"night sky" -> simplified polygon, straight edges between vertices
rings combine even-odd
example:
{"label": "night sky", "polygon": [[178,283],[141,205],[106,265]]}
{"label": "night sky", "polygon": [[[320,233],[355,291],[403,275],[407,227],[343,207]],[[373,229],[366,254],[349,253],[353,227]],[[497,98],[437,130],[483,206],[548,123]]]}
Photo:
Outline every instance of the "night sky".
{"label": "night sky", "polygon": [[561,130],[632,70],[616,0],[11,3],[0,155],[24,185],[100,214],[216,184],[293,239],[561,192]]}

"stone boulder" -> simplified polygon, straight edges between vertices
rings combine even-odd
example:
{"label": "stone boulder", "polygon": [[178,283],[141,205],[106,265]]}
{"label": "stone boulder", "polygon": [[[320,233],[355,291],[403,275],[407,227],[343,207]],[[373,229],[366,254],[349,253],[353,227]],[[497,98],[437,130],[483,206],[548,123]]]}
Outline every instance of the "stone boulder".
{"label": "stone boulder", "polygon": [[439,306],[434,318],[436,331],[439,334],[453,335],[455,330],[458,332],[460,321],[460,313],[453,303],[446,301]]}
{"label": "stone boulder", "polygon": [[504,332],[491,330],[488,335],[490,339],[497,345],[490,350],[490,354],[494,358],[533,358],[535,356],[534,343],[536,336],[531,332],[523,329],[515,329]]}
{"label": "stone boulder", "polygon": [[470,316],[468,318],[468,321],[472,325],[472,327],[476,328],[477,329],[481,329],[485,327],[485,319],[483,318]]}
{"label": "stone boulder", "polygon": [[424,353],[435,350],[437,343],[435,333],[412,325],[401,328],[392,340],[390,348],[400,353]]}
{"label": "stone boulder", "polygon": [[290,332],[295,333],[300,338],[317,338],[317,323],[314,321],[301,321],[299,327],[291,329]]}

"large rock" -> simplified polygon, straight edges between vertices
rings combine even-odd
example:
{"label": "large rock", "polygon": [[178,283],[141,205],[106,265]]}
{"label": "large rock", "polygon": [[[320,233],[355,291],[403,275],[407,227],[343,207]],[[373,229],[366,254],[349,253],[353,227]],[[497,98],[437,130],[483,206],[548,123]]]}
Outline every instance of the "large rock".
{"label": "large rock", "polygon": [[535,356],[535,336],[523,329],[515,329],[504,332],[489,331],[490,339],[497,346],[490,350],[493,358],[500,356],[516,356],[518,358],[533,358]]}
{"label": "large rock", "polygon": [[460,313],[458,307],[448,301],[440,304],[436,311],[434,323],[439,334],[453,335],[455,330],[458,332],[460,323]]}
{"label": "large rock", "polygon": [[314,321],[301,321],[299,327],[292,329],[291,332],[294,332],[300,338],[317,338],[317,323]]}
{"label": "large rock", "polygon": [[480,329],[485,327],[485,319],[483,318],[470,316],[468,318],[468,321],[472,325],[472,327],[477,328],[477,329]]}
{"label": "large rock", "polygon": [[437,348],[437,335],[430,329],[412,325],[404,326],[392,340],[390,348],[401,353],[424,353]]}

WORK REQUIRED: Print all the data exactly.

REPLY TO THE TASK:
"night sky" -> simplified polygon, straight edges between vertices
rings combine even-odd
example:
{"label": "night sky", "polygon": [[178,283],[141,205],[106,265]]}
{"label": "night sky", "polygon": [[[320,233],[355,291],[403,275],[407,227],[343,207]],[[373,229],[366,254],[349,253],[353,227]],[[497,98],[437,130],[483,206],[548,123]]]}
Photo:
Outline every instance of the "night sky".
{"label": "night sky", "polygon": [[561,130],[632,70],[616,0],[11,3],[0,155],[24,185],[100,214],[216,184],[293,239],[561,192]]}

"stone boulder" -> simplified polygon, straight edges between vertices
rings combine even-odd
example:
{"label": "stone boulder", "polygon": [[178,283],[141,205],[106,265]]}
{"label": "stone boulder", "polygon": [[[320,233],[355,291],[403,275],[407,227],[343,207]],[[373,229],[366,254],[349,253],[353,227]],[[497,98],[437,130],[483,206],[548,123]]]}
Outline every instance of the "stone boulder".
{"label": "stone boulder", "polygon": [[439,306],[434,318],[436,331],[439,334],[453,335],[455,330],[458,332],[460,321],[460,313],[453,303],[446,301]]}
{"label": "stone boulder", "polygon": [[504,332],[491,330],[488,335],[490,339],[497,345],[490,350],[490,354],[494,358],[533,358],[535,356],[534,343],[536,336],[531,332],[523,329],[515,329]]}
{"label": "stone boulder", "polygon": [[470,316],[468,318],[468,321],[472,325],[472,327],[476,328],[477,329],[481,329],[485,327],[485,319],[483,318]]}
{"label": "stone boulder", "polygon": [[424,353],[435,350],[437,343],[435,333],[412,325],[401,328],[392,340],[390,348],[400,353]]}
{"label": "stone boulder", "polygon": [[290,332],[295,333],[300,338],[317,338],[317,323],[314,321],[301,321],[299,327],[291,329]]}

"large rock" -> simplified polygon, straight edges between vertices
rings combine even-odd
example:
{"label": "large rock", "polygon": [[178,283],[141,205],[106,265]]}
{"label": "large rock", "polygon": [[[320,233],[355,291],[403,275],[407,227],[343,207]],[[373,229],[366,254],[349,253],[353,227]],[[497,98],[437,130],[483,206],[548,123]]]}
Outline every instance of the "large rock".
{"label": "large rock", "polygon": [[535,356],[535,336],[523,329],[515,329],[504,332],[489,331],[490,339],[497,346],[490,350],[493,358],[500,356],[516,356],[518,358],[533,358]]}
{"label": "large rock", "polygon": [[460,313],[458,307],[448,301],[440,304],[436,311],[434,323],[439,334],[453,335],[455,330],[458,332],[460,323]]}
{"label": "large rock", "polygon": [[314,321],[301,321],[299,327],[292,329],[291,332],[294,332],[300,338],[317,338],[317,323]]}
{"label": "large rock", "polygon": [[480,329],[485,327],[485,319],[483,318],[470,316],[468,318],[468,321],[472,325],[472,327],[477,328],[477,329]]}
{"label": "large rock", "polygon": [[437,348],[437,335],[430,329],[412,325],[404,326],[392,340],[390,348],[401,353],[424,353]]}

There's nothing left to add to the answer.